Task to complete:
Of the entries below, return only those lines from the line with "white wedding dress." to the line with "the bridal bouquet.", exactly, both included.

Top of Dataset entries

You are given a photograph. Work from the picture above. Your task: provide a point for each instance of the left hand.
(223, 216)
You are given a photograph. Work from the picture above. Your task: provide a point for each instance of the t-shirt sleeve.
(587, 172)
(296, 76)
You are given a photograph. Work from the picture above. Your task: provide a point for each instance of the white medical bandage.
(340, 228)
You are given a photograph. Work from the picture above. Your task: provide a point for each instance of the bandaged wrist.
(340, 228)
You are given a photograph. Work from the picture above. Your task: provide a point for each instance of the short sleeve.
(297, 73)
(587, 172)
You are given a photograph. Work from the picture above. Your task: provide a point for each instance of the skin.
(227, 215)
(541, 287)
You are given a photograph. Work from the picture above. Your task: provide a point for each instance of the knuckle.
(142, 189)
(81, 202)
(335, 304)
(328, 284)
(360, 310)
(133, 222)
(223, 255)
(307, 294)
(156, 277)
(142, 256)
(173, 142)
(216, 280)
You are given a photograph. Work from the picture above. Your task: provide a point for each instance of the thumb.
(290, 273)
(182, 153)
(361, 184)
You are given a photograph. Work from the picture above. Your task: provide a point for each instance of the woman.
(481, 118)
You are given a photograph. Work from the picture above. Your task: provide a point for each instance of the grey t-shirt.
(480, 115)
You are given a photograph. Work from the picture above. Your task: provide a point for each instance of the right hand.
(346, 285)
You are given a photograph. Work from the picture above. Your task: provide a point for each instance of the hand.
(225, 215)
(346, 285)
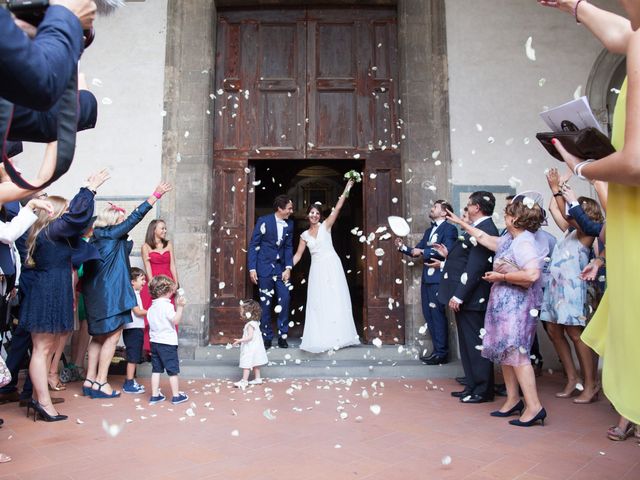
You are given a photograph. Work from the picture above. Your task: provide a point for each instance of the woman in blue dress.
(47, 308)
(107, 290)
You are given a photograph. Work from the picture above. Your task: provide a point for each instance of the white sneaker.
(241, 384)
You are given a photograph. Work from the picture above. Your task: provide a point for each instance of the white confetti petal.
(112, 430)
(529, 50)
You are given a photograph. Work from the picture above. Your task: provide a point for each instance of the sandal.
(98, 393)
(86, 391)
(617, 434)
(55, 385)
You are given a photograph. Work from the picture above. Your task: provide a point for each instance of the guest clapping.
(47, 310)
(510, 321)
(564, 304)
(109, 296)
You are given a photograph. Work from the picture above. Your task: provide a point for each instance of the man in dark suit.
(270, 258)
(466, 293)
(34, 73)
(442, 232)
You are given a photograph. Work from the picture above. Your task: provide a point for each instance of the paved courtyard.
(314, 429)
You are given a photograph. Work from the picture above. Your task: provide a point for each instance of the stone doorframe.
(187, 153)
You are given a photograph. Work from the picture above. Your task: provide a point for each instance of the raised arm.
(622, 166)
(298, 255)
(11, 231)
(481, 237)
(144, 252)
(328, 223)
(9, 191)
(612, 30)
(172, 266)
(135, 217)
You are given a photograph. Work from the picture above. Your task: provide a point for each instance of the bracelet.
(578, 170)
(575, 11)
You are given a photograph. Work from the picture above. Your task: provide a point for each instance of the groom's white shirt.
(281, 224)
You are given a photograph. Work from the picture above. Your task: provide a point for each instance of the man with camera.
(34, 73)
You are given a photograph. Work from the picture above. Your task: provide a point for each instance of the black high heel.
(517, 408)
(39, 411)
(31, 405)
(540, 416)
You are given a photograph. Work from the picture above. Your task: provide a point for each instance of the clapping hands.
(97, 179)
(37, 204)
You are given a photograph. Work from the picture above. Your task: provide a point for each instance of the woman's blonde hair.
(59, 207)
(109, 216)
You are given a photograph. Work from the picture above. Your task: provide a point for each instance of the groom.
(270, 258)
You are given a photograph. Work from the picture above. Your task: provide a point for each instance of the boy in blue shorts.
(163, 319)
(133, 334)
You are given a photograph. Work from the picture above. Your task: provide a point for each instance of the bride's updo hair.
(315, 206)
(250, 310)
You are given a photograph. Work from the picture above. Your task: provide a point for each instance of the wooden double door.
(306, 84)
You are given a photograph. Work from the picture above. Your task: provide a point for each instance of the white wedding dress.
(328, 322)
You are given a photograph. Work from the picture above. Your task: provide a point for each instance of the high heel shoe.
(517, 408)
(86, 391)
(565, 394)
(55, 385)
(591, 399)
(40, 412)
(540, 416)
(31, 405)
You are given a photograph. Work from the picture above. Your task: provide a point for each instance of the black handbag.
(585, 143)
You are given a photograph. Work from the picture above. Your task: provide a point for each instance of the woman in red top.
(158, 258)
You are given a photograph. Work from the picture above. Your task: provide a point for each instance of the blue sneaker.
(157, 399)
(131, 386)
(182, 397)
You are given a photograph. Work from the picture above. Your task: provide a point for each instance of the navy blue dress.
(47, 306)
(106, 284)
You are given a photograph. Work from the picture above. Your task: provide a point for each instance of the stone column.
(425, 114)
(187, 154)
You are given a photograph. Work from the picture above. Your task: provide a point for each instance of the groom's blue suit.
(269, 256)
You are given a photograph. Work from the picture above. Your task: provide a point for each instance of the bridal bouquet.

Bottom of Dataset entries
Top of Dataset entries

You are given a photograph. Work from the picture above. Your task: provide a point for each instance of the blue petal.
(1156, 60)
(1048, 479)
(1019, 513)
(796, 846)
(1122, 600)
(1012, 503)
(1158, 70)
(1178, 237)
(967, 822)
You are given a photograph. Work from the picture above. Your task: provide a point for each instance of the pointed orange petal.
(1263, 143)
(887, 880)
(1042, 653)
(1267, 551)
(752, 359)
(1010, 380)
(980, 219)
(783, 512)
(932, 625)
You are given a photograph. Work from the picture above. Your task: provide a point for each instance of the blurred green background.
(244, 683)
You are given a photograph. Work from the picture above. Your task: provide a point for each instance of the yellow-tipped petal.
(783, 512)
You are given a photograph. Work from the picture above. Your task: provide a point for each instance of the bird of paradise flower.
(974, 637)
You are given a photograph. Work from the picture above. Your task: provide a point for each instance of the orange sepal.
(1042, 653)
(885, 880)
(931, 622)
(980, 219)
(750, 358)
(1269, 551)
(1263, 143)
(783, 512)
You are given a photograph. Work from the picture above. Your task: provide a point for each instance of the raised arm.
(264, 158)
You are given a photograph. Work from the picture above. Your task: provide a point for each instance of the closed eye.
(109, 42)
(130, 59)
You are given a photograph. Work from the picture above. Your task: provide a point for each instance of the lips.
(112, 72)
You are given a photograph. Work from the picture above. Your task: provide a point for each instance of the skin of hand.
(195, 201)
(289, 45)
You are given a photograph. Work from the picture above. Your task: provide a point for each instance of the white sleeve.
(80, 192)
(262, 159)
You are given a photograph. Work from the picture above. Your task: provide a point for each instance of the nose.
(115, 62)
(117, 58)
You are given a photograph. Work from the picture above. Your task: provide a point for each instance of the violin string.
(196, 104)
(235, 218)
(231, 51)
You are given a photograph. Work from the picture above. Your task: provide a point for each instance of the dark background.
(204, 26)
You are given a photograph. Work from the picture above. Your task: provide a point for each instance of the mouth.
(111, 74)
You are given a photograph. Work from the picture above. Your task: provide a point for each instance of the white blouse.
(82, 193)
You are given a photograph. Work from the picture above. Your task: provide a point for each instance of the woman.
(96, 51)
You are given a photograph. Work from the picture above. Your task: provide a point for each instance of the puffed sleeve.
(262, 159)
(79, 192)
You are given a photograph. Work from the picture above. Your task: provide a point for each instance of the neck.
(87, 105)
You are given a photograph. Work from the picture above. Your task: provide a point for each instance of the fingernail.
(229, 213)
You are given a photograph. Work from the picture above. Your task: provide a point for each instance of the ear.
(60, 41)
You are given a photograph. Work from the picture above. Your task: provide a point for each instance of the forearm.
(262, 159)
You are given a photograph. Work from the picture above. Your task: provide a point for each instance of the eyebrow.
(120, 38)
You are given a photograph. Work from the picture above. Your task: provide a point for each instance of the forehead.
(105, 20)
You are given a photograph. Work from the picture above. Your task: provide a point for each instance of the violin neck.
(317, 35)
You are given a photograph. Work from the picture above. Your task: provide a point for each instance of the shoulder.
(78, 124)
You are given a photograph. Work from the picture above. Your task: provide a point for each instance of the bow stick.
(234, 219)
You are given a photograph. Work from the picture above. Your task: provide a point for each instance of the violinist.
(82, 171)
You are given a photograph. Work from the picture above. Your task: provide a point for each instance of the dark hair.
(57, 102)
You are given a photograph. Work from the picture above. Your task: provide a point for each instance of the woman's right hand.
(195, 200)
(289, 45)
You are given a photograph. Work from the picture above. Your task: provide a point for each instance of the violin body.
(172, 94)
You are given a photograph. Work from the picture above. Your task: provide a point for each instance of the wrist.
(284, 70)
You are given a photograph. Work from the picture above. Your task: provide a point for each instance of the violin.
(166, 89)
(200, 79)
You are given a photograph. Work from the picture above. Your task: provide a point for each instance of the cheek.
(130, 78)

Bottom of Dataset entries

Answer to this exercise:
You are given a photograph. Work from the picture above. Your task: provide a point for each instance of the white wedding dress.
(328, 322)
You are given a photograph. Work from the picture above. Your task: provide a point for each instance of the high heel shoe.
(517, 408)
(86, 391)
(565, 394)
(55, 385)
(591, 399)
(40, 412)
(540, 416)
(31, 405)
You are given a photograph. Work from the picture above. Your task: provide a point for each instance of the black handbag.
(585, 143)
You are given a photograph. Work from the picture above. Your task: provide a point for each instance of the woman in red top.
(158, 258)
You are given a photograph. Work from the picture above. Your task: provide a point for each instance of the blue sneaker.
(157, 399)
(131, 386)
(182, 397)
You are given a photograph. Work from the picture above. Your task: provide a point for each instance of the navy blue dress.
(47, 306)
(106, 284)
You are given a photograph. Work from the picture above. Your task: provide a point for each instance of the stone column.
(425, 114)
(187, 154)
You are given a photograph. Work from the picture above. Your task: provide a point for each instance of the groom's blue suit.
(269, 256)
You are given a photograph. Work from the picture above. Your task: provide a point for each instance of the bridal bouquet.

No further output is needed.